RECORDS TO PROCESS START
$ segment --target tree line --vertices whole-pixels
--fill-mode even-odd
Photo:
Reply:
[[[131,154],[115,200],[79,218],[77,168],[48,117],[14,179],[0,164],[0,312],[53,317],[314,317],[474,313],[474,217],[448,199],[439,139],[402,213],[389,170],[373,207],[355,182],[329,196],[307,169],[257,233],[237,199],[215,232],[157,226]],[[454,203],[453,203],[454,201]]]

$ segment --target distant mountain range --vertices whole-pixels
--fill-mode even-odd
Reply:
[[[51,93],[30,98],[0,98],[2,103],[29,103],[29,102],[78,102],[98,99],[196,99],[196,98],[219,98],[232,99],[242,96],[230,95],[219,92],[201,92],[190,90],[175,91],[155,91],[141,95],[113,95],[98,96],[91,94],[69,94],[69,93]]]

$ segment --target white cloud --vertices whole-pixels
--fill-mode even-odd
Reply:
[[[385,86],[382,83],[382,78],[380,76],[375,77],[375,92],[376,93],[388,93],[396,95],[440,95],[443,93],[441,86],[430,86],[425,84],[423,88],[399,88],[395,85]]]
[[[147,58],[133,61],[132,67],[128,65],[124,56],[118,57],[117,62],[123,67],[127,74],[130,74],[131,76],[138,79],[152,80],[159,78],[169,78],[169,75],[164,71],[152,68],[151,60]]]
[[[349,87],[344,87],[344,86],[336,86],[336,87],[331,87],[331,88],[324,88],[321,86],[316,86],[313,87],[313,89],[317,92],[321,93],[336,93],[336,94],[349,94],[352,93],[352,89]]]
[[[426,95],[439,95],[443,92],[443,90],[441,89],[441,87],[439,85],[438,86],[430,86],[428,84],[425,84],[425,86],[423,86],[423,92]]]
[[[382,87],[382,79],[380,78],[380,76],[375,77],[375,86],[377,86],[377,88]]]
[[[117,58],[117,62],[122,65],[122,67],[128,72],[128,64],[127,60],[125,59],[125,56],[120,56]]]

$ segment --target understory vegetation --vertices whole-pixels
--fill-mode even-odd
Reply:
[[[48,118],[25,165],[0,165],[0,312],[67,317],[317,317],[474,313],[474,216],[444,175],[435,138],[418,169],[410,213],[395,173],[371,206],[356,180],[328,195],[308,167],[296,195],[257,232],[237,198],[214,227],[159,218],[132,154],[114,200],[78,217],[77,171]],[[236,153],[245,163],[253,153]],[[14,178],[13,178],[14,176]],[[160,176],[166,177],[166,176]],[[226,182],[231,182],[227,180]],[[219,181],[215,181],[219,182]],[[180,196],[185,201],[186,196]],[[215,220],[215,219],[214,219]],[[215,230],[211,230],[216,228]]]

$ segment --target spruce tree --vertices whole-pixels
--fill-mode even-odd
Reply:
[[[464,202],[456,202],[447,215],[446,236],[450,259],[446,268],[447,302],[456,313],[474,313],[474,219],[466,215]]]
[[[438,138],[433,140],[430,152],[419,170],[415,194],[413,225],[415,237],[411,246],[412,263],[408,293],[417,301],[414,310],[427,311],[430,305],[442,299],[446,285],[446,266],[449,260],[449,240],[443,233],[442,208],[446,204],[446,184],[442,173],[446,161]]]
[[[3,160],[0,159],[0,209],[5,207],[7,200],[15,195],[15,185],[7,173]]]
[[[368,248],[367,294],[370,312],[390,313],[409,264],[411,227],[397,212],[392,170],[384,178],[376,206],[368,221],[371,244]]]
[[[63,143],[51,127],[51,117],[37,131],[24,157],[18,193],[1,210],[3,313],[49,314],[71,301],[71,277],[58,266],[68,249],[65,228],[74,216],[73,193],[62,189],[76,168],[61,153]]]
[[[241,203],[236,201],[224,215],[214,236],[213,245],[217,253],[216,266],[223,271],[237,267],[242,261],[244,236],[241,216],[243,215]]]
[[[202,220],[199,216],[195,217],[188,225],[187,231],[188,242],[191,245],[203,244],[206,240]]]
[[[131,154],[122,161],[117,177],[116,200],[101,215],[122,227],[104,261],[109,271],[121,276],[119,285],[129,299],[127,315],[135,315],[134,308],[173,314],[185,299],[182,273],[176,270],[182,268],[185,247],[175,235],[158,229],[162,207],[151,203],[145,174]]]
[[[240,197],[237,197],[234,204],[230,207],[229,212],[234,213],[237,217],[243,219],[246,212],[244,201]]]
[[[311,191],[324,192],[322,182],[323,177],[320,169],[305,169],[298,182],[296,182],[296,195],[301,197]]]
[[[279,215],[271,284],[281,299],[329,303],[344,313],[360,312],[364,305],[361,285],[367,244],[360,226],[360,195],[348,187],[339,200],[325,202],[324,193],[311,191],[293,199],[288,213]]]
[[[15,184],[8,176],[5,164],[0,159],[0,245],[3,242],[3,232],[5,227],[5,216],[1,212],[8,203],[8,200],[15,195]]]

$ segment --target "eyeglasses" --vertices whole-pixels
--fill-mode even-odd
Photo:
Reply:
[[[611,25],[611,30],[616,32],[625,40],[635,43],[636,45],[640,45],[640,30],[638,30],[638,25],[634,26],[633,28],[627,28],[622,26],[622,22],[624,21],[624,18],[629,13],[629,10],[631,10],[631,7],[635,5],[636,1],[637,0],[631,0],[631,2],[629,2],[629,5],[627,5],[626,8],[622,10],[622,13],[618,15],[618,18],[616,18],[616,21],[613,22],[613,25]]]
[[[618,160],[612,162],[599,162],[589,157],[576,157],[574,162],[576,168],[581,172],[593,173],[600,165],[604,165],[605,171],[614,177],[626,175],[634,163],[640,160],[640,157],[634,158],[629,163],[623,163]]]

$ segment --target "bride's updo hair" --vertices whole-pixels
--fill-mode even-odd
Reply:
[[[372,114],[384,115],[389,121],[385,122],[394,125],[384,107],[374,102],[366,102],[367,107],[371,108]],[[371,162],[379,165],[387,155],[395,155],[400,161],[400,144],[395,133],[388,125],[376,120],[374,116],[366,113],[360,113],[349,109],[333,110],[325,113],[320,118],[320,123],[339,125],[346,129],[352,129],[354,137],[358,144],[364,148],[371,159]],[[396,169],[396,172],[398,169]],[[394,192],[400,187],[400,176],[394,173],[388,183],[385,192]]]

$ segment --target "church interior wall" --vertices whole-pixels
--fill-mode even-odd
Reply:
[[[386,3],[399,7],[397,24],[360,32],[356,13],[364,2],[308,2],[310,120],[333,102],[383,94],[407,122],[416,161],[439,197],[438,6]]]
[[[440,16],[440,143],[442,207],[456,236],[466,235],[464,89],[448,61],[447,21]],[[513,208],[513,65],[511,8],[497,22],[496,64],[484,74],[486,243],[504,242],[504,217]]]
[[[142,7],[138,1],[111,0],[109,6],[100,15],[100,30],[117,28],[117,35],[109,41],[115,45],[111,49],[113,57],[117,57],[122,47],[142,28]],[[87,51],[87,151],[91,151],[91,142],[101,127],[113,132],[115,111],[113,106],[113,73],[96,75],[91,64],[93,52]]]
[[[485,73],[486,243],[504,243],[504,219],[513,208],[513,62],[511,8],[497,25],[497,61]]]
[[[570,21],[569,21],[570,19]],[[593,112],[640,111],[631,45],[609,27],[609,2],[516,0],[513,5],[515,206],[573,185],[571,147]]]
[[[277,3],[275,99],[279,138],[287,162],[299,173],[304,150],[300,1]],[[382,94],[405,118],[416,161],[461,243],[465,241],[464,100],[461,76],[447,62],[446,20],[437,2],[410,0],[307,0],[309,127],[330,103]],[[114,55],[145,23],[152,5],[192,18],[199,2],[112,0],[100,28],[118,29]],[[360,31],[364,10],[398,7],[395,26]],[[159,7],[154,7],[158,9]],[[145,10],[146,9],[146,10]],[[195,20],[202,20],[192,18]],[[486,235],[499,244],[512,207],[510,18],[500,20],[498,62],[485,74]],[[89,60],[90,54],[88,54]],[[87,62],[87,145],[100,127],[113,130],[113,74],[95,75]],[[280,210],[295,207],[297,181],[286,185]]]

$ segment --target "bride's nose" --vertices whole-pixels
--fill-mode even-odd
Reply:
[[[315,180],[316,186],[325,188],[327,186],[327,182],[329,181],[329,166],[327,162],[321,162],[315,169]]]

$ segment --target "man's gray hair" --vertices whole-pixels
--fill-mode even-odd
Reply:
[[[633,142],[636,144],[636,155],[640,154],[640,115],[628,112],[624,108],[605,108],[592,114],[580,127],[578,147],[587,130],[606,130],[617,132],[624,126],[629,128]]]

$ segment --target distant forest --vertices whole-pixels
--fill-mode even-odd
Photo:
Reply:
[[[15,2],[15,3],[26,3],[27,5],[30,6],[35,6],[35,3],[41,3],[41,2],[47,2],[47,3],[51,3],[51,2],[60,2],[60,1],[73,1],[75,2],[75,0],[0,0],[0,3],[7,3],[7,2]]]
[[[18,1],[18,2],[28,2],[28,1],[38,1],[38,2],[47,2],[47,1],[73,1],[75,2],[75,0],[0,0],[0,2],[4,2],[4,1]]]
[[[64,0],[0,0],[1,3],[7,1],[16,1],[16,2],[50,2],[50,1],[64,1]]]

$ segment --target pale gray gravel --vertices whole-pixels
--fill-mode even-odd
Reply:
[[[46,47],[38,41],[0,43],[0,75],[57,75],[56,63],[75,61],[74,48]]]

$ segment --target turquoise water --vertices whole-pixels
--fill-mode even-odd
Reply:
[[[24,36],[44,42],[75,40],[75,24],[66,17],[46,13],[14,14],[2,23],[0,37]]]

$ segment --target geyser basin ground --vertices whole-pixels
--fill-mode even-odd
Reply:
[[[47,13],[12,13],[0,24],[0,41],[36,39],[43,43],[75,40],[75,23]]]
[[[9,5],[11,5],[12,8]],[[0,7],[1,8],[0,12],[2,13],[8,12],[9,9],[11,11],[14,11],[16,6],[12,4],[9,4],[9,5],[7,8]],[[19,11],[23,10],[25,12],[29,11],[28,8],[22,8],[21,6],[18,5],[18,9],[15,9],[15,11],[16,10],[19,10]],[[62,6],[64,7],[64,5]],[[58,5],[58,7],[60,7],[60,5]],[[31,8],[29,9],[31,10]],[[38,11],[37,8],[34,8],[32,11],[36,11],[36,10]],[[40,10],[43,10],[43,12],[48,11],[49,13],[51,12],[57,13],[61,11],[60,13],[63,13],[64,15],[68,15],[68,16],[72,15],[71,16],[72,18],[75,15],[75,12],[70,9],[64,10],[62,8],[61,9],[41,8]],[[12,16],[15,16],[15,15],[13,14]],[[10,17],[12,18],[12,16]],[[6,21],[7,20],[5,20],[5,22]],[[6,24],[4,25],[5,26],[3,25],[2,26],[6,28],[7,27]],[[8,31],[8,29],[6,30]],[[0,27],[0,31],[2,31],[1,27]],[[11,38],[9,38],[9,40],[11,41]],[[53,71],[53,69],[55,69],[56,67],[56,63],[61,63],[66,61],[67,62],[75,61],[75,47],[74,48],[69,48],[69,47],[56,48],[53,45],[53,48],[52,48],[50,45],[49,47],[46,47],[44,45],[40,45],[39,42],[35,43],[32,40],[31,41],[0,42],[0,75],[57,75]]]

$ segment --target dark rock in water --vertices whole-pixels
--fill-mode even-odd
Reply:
RECORDS TO PROCESS END
TRY IT :: Look through the entries. Copy out each line with "hair" in it.

SOLUTION TO THIS EXERCISE ::
$ segment --target "bride's updo hair" --vertices whole-pixels
$ segment --target "man's gray hair" --vertices whole-pixels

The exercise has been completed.